YOUR OBJECTIVE - Copy the material again from the line containing "muddy water in this photo." through the end of the material, keeping every line of text but raising each x and y pixel coordinate in the answer points by 125. Leave out the pictures.

DATASET RECORDS -
<<<<

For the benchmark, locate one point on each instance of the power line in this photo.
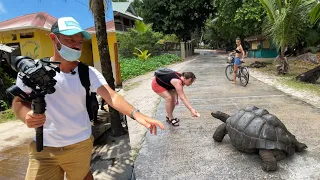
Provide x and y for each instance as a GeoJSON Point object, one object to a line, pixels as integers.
{"type": "Point", "coordinates": [81, 3]}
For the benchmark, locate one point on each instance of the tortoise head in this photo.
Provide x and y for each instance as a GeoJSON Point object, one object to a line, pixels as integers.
{"type": "Point", "coordinates": [220, 115]}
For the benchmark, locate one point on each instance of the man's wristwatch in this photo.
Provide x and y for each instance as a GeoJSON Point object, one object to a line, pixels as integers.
{"type": "Point", "coordinates": [132, 113]}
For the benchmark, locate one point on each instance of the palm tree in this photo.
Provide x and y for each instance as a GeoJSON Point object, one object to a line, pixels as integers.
{"type": "Point", "coordinates": [98, 7]}
{"type": "Point", "coordinates": [285, 24]}
{"type": "Point", "coordinates": [315, 13]}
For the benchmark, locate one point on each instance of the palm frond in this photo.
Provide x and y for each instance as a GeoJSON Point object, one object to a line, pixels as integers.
{"type": "Point", "coordinates": [315, 13]}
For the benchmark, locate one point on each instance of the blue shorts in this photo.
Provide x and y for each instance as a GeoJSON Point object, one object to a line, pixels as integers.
{"type": "Point", "coordinates": [237, 61]}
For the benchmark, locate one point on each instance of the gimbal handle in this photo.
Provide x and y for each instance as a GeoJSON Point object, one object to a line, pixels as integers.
{"type": "Point", "coordinates": [39, 107]}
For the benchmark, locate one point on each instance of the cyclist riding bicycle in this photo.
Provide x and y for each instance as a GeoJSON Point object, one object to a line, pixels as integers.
{"type": "Point", "coordinates": [237, 61]}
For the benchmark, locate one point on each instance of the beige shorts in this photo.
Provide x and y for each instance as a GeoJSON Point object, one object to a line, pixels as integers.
{"type": "Point", "coordinates": [52, 162]}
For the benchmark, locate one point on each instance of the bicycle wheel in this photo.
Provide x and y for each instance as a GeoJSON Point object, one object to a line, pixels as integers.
{"type": "Point", "coordinates": [244, 77]}
{"type": "Point", "coordinates": [229, 72]}
{"type": "Point", "coordinates": [245, 70]}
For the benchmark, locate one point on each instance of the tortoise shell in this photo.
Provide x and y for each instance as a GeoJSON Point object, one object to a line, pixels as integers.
{"type": "Point", "coordinates": [252, 128]}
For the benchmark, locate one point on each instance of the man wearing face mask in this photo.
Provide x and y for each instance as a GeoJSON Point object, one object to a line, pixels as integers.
{"type": "Point", "coordinates": [67, 136]}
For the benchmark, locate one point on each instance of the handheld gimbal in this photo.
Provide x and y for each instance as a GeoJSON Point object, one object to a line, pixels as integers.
{"type": "Point", "coordinates": [39, 76]}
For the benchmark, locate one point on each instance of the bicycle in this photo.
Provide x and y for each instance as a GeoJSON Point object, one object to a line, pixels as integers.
{"type": "Point", "coordinates": [242, 73]}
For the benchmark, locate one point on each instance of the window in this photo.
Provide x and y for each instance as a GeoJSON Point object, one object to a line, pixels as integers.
{"type": "Point", "coordinates": [26, 35]}
{"type": "Point", "coordinates": [14, 37]}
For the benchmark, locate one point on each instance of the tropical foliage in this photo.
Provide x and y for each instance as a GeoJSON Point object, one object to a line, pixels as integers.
{"type": "Point", "coordinates": [132, 67]}
{"type": "Point", "coordinates": [177, 17]}
{"type": "Point", "coordinates": [142, 55]}
{"type": "Point", "coordinates": [286, 21]}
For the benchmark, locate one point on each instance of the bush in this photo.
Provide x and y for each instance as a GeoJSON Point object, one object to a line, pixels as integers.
{"type": "Point", "coordinates": [311, 49]}
{"type": "Point", "coordinates": [132, 67]}
{"type": "Point", "coordinates": [144, 38]}
{"type": "Point", "coordinates": [5, 99]}
{"type": "Point", "coordinates": [144, 41]}
{"type": "Point", "coordinates": [7, 115]}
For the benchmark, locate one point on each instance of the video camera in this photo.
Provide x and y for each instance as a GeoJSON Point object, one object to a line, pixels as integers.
{"type": "Point", "coordinates": [39, 76]}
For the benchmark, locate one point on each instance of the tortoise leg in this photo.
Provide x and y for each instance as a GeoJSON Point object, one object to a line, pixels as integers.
{"type": "Point", "coordinates": [220, 132]}
{"type": "Point", "coordinates": [269, 160]}
{"type": "Point", "coordinates": [279, 154]}
{"type": "Point", "coordinates": [298, 145]}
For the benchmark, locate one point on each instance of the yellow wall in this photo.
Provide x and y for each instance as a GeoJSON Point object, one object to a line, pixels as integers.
{"type": "Point", "coordinates": [266, 44]}
{"type": "Point", "coordinates": [28, 46]}
{"type": "Point", "coordinates": [255, 44]}
{"type": "Point", "coordinates": [45, 43]}
{"type": "Point", "coordinates": [40, 45]}
{"type": "Point", "coordinates": [86, 54]}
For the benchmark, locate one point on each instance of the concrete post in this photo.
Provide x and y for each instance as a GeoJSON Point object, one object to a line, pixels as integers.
{"type": "Point", "coordinates": [183, 50]}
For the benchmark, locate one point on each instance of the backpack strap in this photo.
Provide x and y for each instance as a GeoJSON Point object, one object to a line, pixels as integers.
{"type": "Point", "coordinates": [85, 81]}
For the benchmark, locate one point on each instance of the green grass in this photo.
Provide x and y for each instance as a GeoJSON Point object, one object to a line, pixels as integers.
{"type": "Point", "coordinates": [301, 86]}
{"type": "Point", "coordinates": [132, 67]}
{"type": "Point", "coordinates": [296, 67]}
{"type": "Point", "coordinates": [6, 116]}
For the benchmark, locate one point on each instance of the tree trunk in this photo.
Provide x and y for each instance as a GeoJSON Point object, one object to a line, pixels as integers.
{"type": "Point", "coordinates": [101, 33]}
{"type": "Point", "coordinates": [310, 76]}
{"type": "Point", "coordinates": [284, 67]}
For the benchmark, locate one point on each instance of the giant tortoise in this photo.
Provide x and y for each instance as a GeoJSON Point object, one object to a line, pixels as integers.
{"type": "Point", "coordinates": [255, 130]}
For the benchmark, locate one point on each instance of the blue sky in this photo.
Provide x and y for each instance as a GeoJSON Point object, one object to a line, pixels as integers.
{"type": "Point", "coordinates": [77, 9]}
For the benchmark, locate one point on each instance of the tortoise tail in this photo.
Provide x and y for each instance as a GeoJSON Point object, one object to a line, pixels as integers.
{"type": "Point", "coordinates": [220, 115]}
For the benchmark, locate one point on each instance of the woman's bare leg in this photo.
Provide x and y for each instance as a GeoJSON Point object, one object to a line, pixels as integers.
{"type": "Point", "coordinates": [235, 68]}
{"type": "Point", "coordinates": [169, 105]}
{"type": "Point", "coordinates": [174, 96]}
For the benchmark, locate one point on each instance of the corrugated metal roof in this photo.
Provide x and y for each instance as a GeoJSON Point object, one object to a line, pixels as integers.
{"type": "Point", "coordinates": [255, 38]}
{"type": "Point", "coordinates": [122, 7]}
{"type": "Point", "coordinates": [36, 20]}
{"type": "Point", "coordinates": [6, 48]}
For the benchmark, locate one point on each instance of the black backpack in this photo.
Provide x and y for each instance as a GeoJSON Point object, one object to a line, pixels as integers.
{"type": "Point", "coordinates": [163, 71]}
{"type": "Point", "coordinates": [91, 98]}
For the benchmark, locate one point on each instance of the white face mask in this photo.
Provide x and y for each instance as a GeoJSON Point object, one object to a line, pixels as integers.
{"type": "Point", "coordinates": [68, 54]}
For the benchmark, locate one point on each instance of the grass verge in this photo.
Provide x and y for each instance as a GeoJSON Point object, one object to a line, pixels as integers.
{"type": "Point", "coordinates": [296, 67]}
{"type": "Point", "coordinates": [132, 67]}
{"type": "Point", "coordinates": [6, 116]}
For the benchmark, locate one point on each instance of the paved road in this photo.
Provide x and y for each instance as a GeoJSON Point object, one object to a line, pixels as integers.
{"type": "Point", "coordinates": [189, 152]}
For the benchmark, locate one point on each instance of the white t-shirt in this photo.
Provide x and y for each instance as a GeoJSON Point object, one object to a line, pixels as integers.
{"type": "Point", "coordinates": [67, 120]}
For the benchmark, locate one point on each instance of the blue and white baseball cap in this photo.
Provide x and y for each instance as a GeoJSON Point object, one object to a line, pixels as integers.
{"type": "Point", "coordinates": [68, 26]}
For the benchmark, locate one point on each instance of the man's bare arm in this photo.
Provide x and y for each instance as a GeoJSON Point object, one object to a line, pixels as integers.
{"type": "Point", "coordinates": [20, 108]}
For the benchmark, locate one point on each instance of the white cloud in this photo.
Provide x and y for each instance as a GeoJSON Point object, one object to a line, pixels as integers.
{"type": "Point", "coordinates": [2, 9]}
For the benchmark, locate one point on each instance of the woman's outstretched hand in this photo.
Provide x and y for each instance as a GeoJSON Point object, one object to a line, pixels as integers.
{"type": "Point", "coordinates": [194, 113]}
{"type": "Point", "coordinates": [149, 123]}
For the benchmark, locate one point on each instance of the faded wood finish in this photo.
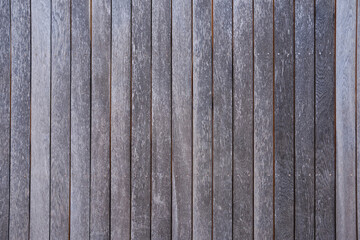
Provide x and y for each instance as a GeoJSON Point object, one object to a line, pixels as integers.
{"type": "Point", "coordinates": [304, 120]}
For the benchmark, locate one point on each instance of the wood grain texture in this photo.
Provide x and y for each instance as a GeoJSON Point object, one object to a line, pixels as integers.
{"type": "Point", "coordinates": [40, 119]}
{"type": "Point", "coordinates": [304, 120]}
{"type": "Point", "coordinates": [5, 85]}
{"type": "Point", "coordinates": [263, 119]}
{"type": "Point", "coordinates": [243, 141]}
{"type": "Point", "coordinates": [141, 120]}
{"type": "Point", "coordinates": [80, 120]}
{"type": "Point", "coordinates": [100, 120]}
{"type": "Point", "coordinates": [120, 119]}
{"type": "Point", "coordinates": [181, 120]}
{"type": "Point", "coordinates": [161, 120]}
{"type": "Point", "coordinates": [202, 119]}
{"type": "Point", "coordinates": [284, 119]}
{"type": "Point", "coordinates": [325, 120]}
{"type": "Point", "coordinates": [345, 120]}
{"type": "Point", "coordinates": [222, 119]}
{"type": "Point", "coordinates": [60, 120]}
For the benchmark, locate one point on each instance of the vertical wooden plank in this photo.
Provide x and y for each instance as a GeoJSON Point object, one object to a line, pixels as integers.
{"type": "Point", "coordinates": [202, 119]}
{"type": "Point", "coordinates": [80, 120]}
{"type": "Point", "coordinates": [40, 119]}
{"type": "Point", "coordinates": [120, 119]}
{"type": "Point", "coordinates": [222, 119]}
{"type": "Point", "coordinates": [60, 119]}
{"type": "Point", "coordinates": [243, 125]}
{"type": "Point", "coordinates": [345, 120]}
{"type": "Point", "coordinates": [284, 119]}
{"type": "Point", "coordinates": [181, 120]}
{"type": "Point", "coordinates": [263, 119]}
{"type": "Point", "coordinates": [161, 120]}
{"type": "Point", "coordinates": [141, 120]}
{"type": "Point", "coordinates": [100, 120]}
{"type": "Point", "coordinates": [5, 84]}
{"type": "Point", "coordinates": [304, 120]}
{"type": "Point", "coordinates": [325, 120]}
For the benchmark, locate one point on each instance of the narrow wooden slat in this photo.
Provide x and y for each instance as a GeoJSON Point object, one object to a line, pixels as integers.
{"type": "Point", "coordinates": [202, 119]}
{"type": "Point", "coordinates": [222, 119]}
{"type": "Point", "coordinates": [5, 85]}
{"type": "Point", "coordinates": [120, 119]}
{"type": "Point", "coordinates": [181, 120]}
{"type": "Point", "coordinates": [100, 120]}
{"type": "Point", "coordinates": [304, 120]}
{"type": "Point", "coordinates": [141, 120]}
{"type": "Point", "coordinates": [60, 119]}
{"type": "Point", "coordinates": [80, 120]}
{"type": "Point", "coordinates": [263, 119]}
{"type": "Point", "coordinates": [243, 120]}
{"type": "Point", "coordinates": [345, 120]}
{"type": "Point", "coordinates": [161, 120]}
{"type": "Point", "coordinates": [325, 120]}
{"type": "Point", "coordinates": [40, 119]}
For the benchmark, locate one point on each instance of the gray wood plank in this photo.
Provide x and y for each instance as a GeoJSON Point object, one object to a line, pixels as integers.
{"type": "Point", "coordinates": [40, 119]}
{"type": "Point", "coordinates": [80, 120]}
{"type": "Point", "coordinates": [345, 120]}
{"type": "Point", "coordinates": [263, 119]}
{"type": "Point", "coordinates": [243, 126]}
{"type": "Point", "coordinates": [324, 120]}
{"type": "Point", "coordinates": [161, 120]}
{"type": "Point", "coordinates": [181, 120]}
{"type": "Point", "coordinates": [304, 120]}
{"type": "Point", "coordinates": [60, 120]}
{"type": "Point", "coordinates": [20, 120]}
{"type": "Point", "coordinates": [284, 119]}
{"type": "Point", "coordinates": [100, 120]}
{"type": "Point", "coordinates": [120, 119]}
{"type": "Point", "coordinates": [222, 119]}
{"type": "Point", "coordinates": [141, 120]}
{"type": "Point", "coordinates": [5, 85]}
{"type": "Point", "coordinates": [202, 119]}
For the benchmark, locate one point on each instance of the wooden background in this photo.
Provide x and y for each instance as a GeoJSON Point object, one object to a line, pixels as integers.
{"type": "Point", "coordinates": [179, 119]}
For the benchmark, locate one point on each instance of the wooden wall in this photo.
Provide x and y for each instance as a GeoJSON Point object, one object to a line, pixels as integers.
{"type": "Point", "coordinates": [179, 119]}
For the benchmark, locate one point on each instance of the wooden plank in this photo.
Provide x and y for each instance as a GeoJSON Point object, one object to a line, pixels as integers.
{"type": "Point", "coordinates": [40, 119]}
{"type": "Point", "coordinates": [345, 120]}
{"type": "Point", "coordinates": [80, 120]}
{"type": "Point", "coordinates": [161, 120]}
{"type": "Point", "coordinates": [222, 119]}
{"type": "Point", "coordinates": [100, 120]}
{"type": "Point", "coordinates": [60, 119]}
{"type": "Point", "coordinates": [325, 120]}
{"type": "Point", "coordinates": [263, 119]}
{"type": "Point", "coordinates": [202, 119]}
{"type": "Point", "coordinates": [284, 119]}
{"type": "Point", "coordinates": [304, 120]}
{"type": "Point", "coordinates": [181, 120]}
{"type": "Point", "coordinates": [120, 119]}
{"type": "Point", "coordinates": [5, 85]}
{"type": "Point", "coordinates": [243, 125]}
{"type": "Point", "coordinates": [141, 120]}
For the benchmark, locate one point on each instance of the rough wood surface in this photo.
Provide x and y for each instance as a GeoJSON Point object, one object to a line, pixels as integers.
{"type": "Point", "coordinates": [181, 120]}
{"type": "Point", "coordinates": [325, 119]}
{"type": "Point", "coordinates": [202, 119]}
{"type": "Point", "coordinates": [304, 120]}
{"type": "Point", "coordinates": [263, 119]}
{"type": "Point", "coordinates": [40, 119]}
{"type": "Point", "coordinates": [141, 120]}
{"type": "Point", "coordinates": [345, 120]}
{"type": "Point", "coordinates": [243, 142]}
{"type": "Point", "coordinates": [120, 119]}
{"type": "Point", "coordinates": [161, 120]}
{"type": "Point", "coordinates": [60, 120]}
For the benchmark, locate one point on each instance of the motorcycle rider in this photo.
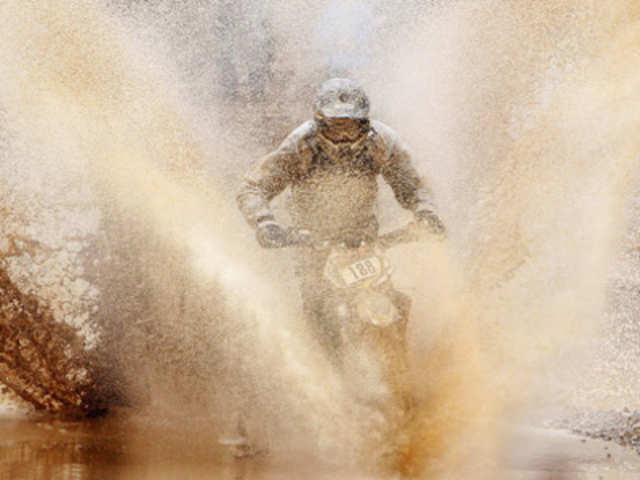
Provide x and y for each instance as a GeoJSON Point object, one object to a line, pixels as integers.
{"type": "Point", "coordinates": [331, 164]}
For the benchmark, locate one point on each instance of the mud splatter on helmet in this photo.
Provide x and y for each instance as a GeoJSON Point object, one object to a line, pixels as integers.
{"type": "Point", "coordinates": [341, 98]}
{"type": "Point", "coordinates": [341, 113]}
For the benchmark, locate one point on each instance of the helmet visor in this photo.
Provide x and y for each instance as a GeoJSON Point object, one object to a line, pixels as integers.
{"type": "Point", "coordinates": [343, 130]}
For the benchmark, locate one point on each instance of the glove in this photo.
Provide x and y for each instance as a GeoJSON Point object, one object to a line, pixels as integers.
{"type": "Point", "coordinates": [431, 222]}
{"type": "Point", "coordinates": [271, 235]}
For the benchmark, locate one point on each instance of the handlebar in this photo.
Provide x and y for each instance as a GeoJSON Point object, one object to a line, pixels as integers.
{"type": "Point", "coordinates": [411, 232]}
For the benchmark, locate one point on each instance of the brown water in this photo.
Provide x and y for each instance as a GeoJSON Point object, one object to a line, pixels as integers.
{"type": "Point", "coordinates": [504, 99]}
{"type": "Point", "coordinates": [131, 447]}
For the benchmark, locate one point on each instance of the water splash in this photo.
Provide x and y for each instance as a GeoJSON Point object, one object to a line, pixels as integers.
{"type": "Point", "coordinates": [506, 104]}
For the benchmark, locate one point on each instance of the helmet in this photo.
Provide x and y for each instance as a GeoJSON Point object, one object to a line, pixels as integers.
{"type": "Point", "coordinates": [341, 98]}
{"type": "Point", "coordinates": [341, 111]}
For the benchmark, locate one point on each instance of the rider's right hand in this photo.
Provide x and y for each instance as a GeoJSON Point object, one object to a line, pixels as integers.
{"type": "Point", "coordinates": [270, 234]}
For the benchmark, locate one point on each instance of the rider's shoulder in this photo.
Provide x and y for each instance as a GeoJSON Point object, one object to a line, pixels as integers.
{"type": "Point", "coordinates": [296, 140]}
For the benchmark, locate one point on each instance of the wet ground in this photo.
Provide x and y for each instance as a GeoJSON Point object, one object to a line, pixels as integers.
{"type": "Point", "coordinates": [125, 449]}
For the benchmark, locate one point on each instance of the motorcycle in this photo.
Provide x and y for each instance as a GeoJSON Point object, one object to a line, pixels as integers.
{"type": "Point", "coordinates": [371, 319]}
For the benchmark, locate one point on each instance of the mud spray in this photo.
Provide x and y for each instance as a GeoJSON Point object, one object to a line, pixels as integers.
{"type": "Point", "coordinates": [139, 117]}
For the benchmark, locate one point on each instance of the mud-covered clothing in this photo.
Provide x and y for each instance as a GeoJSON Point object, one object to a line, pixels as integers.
{"type": "Point", "coordinates": [334, 194]}
{"type": "Point", "coordinates": [333, 191]}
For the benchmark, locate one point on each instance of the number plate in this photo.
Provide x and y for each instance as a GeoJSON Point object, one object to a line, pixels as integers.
{"type": "Point", "coordinates": [361, 270]}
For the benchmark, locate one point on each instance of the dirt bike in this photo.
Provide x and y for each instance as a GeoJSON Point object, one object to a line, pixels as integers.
{"type": "Point", "coordinates": [370, 317]}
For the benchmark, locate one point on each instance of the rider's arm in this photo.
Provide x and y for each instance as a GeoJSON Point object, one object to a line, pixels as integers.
{"type": "Point", "coordinates": [265, 180]}
{"type": "Point", "coordinates": [408, 187]}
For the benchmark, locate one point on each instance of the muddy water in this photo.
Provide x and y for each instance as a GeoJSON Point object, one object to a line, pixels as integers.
{"type": "Point", "coordinates": [128, 446]}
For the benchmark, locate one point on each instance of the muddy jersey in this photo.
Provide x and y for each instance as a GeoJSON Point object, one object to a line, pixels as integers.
{"type": "Point", "coordinates": [333, 189]}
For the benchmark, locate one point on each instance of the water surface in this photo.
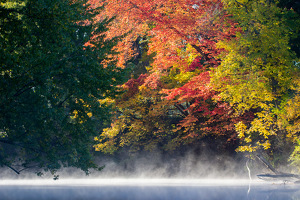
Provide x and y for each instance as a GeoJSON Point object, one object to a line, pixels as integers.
{"type": "Point", "coordinates": [146, 189]}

>>>>

RESPONSE TO THE EXERCISE -
For the benchmark, locate one point on each instance of the muddy water in this photo.
Provide x and y for each instance as a GeoJSON Point object, one object to a line, pixels as integers.
{"type": "Point", "coordinates": [253, 571]}
For the benchmark, locate one point on each instance of the muddy jersey in this photo.
Provide x and y for each instance as a GeoJSON Point object, one object to a line, pixels as integers.
{"type": "Point", "coordinates": [458, 314]}
For the benchmark, locate one point on each instance of the water surface in this photo.
Provide x and y for each instance as a GeoJSON Point object, one object to a line, pixels as integers.
{"type": "Point", "coordinates": [271, 314]}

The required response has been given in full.